» Work to complete
Extract each line from the entries below that has the string "formatted" in it.

» Excerpted records

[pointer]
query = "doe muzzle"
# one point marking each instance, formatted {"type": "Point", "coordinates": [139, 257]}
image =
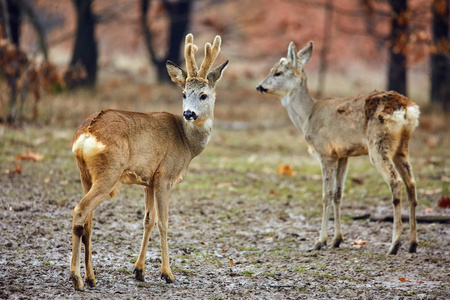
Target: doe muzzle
{"type": "Point", "coordinates": [189, 115]}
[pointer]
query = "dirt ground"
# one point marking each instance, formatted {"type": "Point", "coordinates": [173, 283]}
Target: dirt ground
{"type": "Point", "coordinates": [237, 229]}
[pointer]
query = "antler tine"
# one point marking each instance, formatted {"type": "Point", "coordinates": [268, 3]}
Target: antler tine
{"type": "Point", "coordinates": [211, 54]}
{"type": "Point", "coordinates": [189, 50]}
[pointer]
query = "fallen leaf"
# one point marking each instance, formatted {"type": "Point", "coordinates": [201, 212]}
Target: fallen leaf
{"type": "Point", "coordinates": [429, 209]}
{"type": "Point", "coordinates": [357, 180]}
{"type": "Point", "coordinates": [285, 170]}
{"type": "Point", "coordinates": [358, 243]}
{"type": "Point", "coordinates": [444, 202]}
{"type": "Point", "coordinates": [29, 155]}
{"type": "Point", "coordinates": [17, 170]}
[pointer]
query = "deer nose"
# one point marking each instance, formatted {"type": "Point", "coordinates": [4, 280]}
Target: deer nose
{"type": "Point", "coordinates": [189, 115]}
{"type": "Point", "coordinates": [259, 88]}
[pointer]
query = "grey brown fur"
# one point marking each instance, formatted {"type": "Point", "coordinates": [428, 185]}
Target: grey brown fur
{"type": "Point", "coordinates": [379, 124]}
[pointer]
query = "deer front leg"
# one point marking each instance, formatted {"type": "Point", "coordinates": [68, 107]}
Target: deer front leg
{"type": "Point", "coordinates": [329, 167]}
{"type": "Point", "coordinates": [162, 203]}
{"type": "Point", "coordinates": [80, 215]}
{"type": "Point", "coordinates": [149, 222]}
{"type": "Point", "coordinates": [385, 166]}
{"type": "Point", "coordinates": [337, 197]}
{"type": "Point", "coordinates": [86, 239]}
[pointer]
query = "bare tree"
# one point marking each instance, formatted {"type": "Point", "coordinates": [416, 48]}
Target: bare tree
{"type": "Point", "coordinates": [85, 49]}
{"type": "Point", "coordinates": [397, 45]}
{"type": "Point", "coordinates": [440, 59]}
{"type": "Point", "coordinates": [178, 13]}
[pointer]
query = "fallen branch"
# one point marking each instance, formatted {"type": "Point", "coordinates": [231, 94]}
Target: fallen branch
{"type": "Point", "coordinates": [443, 219]}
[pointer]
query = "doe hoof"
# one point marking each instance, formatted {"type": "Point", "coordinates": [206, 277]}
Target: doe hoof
{"type": "Point", "coordinates": [91, 282]}
{"type": "Point", "coordinates": [319, 245]}
{"type": "Point", "coordinates": [412, 247]}
{"type": "Point", "coordinates": [77, 283]}
{"type": "Point", "coordinates": [394, 248]}
{"type": "Point", "coordinates": [139, 274]}
{"type": "Point", "coordinates": [167, 278]}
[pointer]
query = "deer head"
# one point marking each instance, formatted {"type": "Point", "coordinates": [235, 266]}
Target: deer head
{"type": "Point", "coordinates": [198, 85]}
{"type": "Point", "coordinates": [288, 72]}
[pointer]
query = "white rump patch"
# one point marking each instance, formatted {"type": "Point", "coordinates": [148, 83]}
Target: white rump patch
{"type": "Point", "coordinates": [87, 145]}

» Solution to this task
# one point marking each instance, formatted {"type": "Point", "coordinates": [139, 257]}
# one point marking each instance, formatted {"type": "Point", "coordinates": [173, 283]}
# one point marking each instance, formatted {"type": "Point", "coordinates": [268, 3]}
# one point marking each instance, formatted {"type": "Point", "coordinates": [201, 212]}
# one point marking each instance, formatted {"type": "Point", "coordinates": [4, 280]}
# one point marking each instance, formatted {"type": "Point", "coordinates": [428, 185]}
# one point marking each instance, formatted {"type": "Point", "coordinates": [68, 107]}
# one point marking each instance, formatted {"type": "Point", "coordinates": [416, 48]}
# one point marking each instance, formatted {"type": "Point", "coordinates": [231, 94]}
# one point marking each instance, formatted {"type": "Point", "coordinates": [206, 277]}
# one point marking each instance, formatted {"type": "Point", "coordinates": [235, 266]}
# one point marking each instance, formatted {"type": "Point", "coordinates": [148, 83]}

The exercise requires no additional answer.